#### [WRITTEN TASK]
Retype the lines from the one containing "Q: Point out the rear bumper" through the one containing "[260,192,417,225]", keeping both of those lines.

#### [MATERIAL FOR THIS EXERCISE]
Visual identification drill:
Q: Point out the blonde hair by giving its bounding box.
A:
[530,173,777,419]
---
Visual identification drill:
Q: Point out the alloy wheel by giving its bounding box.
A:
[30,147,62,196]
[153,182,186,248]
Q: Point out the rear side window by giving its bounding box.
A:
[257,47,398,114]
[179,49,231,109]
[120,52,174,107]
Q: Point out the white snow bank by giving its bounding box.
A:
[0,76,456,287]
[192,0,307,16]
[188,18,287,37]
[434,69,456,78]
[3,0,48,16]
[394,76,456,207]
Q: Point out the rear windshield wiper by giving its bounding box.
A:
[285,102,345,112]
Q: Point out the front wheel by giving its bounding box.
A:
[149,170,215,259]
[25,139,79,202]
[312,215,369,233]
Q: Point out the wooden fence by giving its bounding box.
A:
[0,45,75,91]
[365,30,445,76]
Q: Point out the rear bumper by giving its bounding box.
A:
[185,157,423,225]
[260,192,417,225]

#### [RESULT FOR THIS TASK]
Q: Point out the rear bumper by giving its bounding box.
A:
[185,157,423,225]
[260,192,417,225]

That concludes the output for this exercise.